◆ Task details
Please give every entry again, exactly as it reads.

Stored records

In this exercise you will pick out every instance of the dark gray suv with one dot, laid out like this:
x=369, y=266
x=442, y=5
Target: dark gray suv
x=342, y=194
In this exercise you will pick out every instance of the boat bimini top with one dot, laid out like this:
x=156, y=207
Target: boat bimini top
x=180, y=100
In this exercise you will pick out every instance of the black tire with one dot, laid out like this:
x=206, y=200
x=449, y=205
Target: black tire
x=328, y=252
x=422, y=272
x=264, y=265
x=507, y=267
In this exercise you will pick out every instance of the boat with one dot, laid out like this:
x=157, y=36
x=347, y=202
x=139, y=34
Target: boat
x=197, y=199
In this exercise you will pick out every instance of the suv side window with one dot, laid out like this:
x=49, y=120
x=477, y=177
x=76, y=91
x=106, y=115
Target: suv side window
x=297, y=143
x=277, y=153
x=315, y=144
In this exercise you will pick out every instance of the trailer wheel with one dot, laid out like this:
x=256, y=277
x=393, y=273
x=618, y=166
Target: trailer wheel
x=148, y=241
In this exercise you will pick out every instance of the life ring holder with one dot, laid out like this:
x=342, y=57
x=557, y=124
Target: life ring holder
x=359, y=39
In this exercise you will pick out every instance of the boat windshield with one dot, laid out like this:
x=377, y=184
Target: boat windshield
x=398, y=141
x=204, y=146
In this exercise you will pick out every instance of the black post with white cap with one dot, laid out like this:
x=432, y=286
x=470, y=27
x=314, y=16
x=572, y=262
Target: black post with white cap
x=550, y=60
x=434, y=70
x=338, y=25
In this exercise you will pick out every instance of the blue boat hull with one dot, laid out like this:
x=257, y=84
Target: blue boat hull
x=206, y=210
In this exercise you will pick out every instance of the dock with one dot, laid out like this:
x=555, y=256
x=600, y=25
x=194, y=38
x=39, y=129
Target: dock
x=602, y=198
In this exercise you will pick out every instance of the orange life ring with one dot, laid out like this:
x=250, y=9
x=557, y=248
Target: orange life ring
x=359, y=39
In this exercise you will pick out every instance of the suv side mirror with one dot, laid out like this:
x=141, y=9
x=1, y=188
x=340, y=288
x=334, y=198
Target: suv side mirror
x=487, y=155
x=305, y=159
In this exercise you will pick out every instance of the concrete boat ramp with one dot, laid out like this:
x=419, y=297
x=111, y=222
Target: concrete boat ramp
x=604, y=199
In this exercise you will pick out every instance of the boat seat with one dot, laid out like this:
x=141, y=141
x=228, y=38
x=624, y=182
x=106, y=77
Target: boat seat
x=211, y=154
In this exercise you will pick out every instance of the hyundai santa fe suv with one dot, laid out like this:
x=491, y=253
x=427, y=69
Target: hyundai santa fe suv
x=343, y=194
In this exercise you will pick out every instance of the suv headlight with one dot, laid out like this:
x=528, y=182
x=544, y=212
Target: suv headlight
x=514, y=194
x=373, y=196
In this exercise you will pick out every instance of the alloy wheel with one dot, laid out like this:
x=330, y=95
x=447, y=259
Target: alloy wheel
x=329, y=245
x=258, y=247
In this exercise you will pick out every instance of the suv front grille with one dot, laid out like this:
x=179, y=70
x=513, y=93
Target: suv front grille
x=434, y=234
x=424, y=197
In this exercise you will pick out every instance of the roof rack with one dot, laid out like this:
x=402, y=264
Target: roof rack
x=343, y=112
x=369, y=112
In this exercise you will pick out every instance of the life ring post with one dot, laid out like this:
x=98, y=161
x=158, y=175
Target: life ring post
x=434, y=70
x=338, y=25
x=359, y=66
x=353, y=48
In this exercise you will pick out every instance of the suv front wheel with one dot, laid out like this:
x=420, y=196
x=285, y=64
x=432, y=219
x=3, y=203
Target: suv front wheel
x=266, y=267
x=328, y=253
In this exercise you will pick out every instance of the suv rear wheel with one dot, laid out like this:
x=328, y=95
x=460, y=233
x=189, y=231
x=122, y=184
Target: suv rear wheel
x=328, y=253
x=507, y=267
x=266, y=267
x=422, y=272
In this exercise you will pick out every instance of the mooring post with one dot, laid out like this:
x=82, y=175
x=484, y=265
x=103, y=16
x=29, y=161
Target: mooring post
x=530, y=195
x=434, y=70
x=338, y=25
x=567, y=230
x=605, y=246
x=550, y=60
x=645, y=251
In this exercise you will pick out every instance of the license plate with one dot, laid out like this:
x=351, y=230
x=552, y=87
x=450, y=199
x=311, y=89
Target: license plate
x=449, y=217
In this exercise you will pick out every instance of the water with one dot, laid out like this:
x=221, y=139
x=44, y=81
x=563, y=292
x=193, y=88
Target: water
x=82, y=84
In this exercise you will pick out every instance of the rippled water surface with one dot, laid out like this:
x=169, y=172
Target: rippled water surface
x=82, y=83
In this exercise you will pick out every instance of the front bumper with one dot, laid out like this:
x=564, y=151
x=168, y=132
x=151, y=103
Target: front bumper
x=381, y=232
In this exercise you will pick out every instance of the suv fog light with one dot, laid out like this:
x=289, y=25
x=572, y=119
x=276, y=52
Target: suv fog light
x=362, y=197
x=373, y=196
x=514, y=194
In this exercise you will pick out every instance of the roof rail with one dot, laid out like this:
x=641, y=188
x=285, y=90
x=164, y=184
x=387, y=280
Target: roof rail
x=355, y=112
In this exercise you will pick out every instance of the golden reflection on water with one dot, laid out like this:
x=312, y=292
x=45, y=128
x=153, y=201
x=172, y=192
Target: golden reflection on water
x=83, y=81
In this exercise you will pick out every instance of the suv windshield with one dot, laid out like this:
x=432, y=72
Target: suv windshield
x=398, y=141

◆ Exercise result
In this exercise you will pick out every instance of the dark gray suv with one dot, laid out like this:
x=369, y=266
x=442, y=5
Target: dark gray suv
x=342, y=194
In this exercise you will pick out every instance of the boat bimini top with one dot, laid out like this:
x=156, y=207
Target: boat bimini top
x=180, y=100
In this exercise you will pick out every instance of the black tire with one dot, laid out like this:
x=206, y=200
x=449, y=205
Target: black tire
x=328, y=252
x=422, y=272
x=264, y=265
x=507, y=267
In this exercise you will pick out every instance of the boat with one dot, laid out like this:
x=157, y=36
x=347, y=202
x=139, y=34
Target: boat
x=197, y=199
In this exercise you will pick out every instance of the suv side window with one dot, laid out like this:
x=49, y=120
x=477, y=177
x=76, y=91
x=106, y=115
Target: suv side window
x=297, y=143
x=277, y=153
x=315, y=144
In this exercise you will pick out every instance of the trailer wheel with one dot, laid out like this:
x=256, y=277
x=393, y=273
x=618, y=166
Target: trailer wheel
x=148, y=241
In this exercise you will pick out every instance of the life ring holder with one dot, laid out like this:
x=342, y=57
x=557, y=124
Target: life ring holder
x=359, y=39
In this exercise you will pick out every instance of the boat windshield with one dot, laid out like this:
x=377, y=184
Target: boat windshield
x=398, y=141
x=204, y=146
In this exercise you will pick out every instance of the black post with white cap with one dot, laid out like this:
x=432, y=286
x=470, y=27
x=314, y=16
x=572, y=262
Target: black post with white cap
x=550, y=60
x=434, y=70
x=338, y=25
In this exercise you will pick out every instance of the blue boat hull with one dot, laid out like this:
x=257, y=84
Target: blue boat hull
x=206, y=210
In this exercise you will pick out every instance of the dock with one dot, laid out like this:
x=555, y=256
x=600, y=25
x=194, y=38
x=39, y=129
Target: dock
x=602, y=198
In this exercise you will pick out every instance of the orange life ring with one dot, laid out like this:
x=250, y=9
x=557, y=248
Target: orange life ring
x=359, y=39
In this exercise you will pick out every instance of the suv side mirror with one dot, laid out like this:
x=141, y=9
x=1, y=188
x=340, y=288
x=334, y=198
Target: suv side mirror
x=487, y=155
x=305, y=159
In this exercise you will pick out every instance of the concrete boat ramp with one dot, laid out like this:
x=419, y=297
x=111, y=222
Target: concrete boat ramp
x=604, y=199
In this exercise you will pick out every instance of the boat seat with one dot, laid out like this:
x=141, y=141
x=228, y=38
x=624, y=182
x=106, y=77
Target: boat seat
x=211, y=154
In this exercise you will pick out every instance of the hyundai santa fe suv with one dot, laid out like this:
x=491, y=253
x=427, y=69
Target: hyundai santa fe suv
x=343, y=194
In this exercise you will pick out every instance of the suv headlight with one dot, laid out like this:
x=528, y=182
x=544, y=212
Target: suv headlight
x=514, y=194
x=373, y=196
In this exercise you will pick out every instance of the alloy wheel with one dot, laid out like this:
x=330, y=95
x=447, y=259
Target: alloy wheel
x=329, y=245
x=258, y=247
In this exercise you will pick out every instance of the suv front grille with one dot, laid out like this:
x=179, y=70
x=513, y=93
Target: suv front grille
x=434, y=234
x=424, y=197
In this exercise you will pick out every instance of the roof rack with one dot, laid out like this:
x=402, y=264
Target: roof rack
x=343, y=112
x=369, y=112
In this exercise you will pick out every instance of the life ring post with one dot, laid out like this:
x=98, y=161
x=158, y=175
Target: life ring post
x=434, y=70
x=338, y=25
x=359, y=66
x=353, y=48
In this exercise you will pick out every instance of the suv front wheel with one dot, laid out like this:
x=420, y=196
x=285, y=64
x=432, y=219
x=3, y=203
Target: suv front wheel
x=266, y=267
x=328, y=253
In this exercise you will pick out every instance of the suv rear wheel with one dot, laid out like this:
x=328, y=95
x=460, y=233
x=189, y=231
x=122, y=184
Target: suv rear wheel
x=328, y=253
x=507, y=267
x=266, y=267
x=422, y=272
In this exercise you will pick out every instance of the mooring post with one dot, laid out like this:
x=82, y=175
x=484, y=265
x=103, y=16
x=29, y=161
Target: mooring post
x=530, y=195
x=434, y=70
x=338, y=25
x=567, y=230
x=605, y=246
x=550, y=60
x=645, y=251
In this exercise you will pick out every instance of the license plate with one dot, laid out like this:
x=351, y=230
x=552, y=87
x=450, y=199
x=311, y=89
Target: license plate
x=449, y=217
In this exercise you will pick out every instance of the water with one dot, laid out like this:
x=221, y=139
x=44, y=81
x=563, y=292
x=193, y=88
Target: water
x=82, y=84
In this exercise you will pick out every instance of the rippled water surface with one dot, laid out like this:
x=169, y=172
Target: rippled water surface
x=82, y=83
In this exercise you will pick out every instance of the front bumper with one dot, laid out like this:
x=564, y=151
x=168, y=132
x=151, y=103
Target: front bumper
x=381, y=232
In this exercise you will pick out every instance of the suv fog light with one dot, laid out like this:
x=289, y=25
x=572, y=119
x=276, y=52
Target: suv fog light
x=362, y=197
x=373, y=196
x=514, y=194
In this exercise you will pick out every instance of the roof rail with one dot, laid out like this:
x=641, y=188
x=285, y=90
x=164, y=184
x=387, y=280
Target: roof rail
x=355, y=112
In this exercise you will pick out every instance of the golden reflection on water with one dot, laid out like this:
x=312, y=292
x=45, y=128
x=153, y=201
x=172, y=192
Target: golden reflection on water
x=83, y=81
In this exercise you will pick out every instance of the suv windshield with one dot, laid out like this:
x=432, y=72
Target: suv windshield
x=398, y=141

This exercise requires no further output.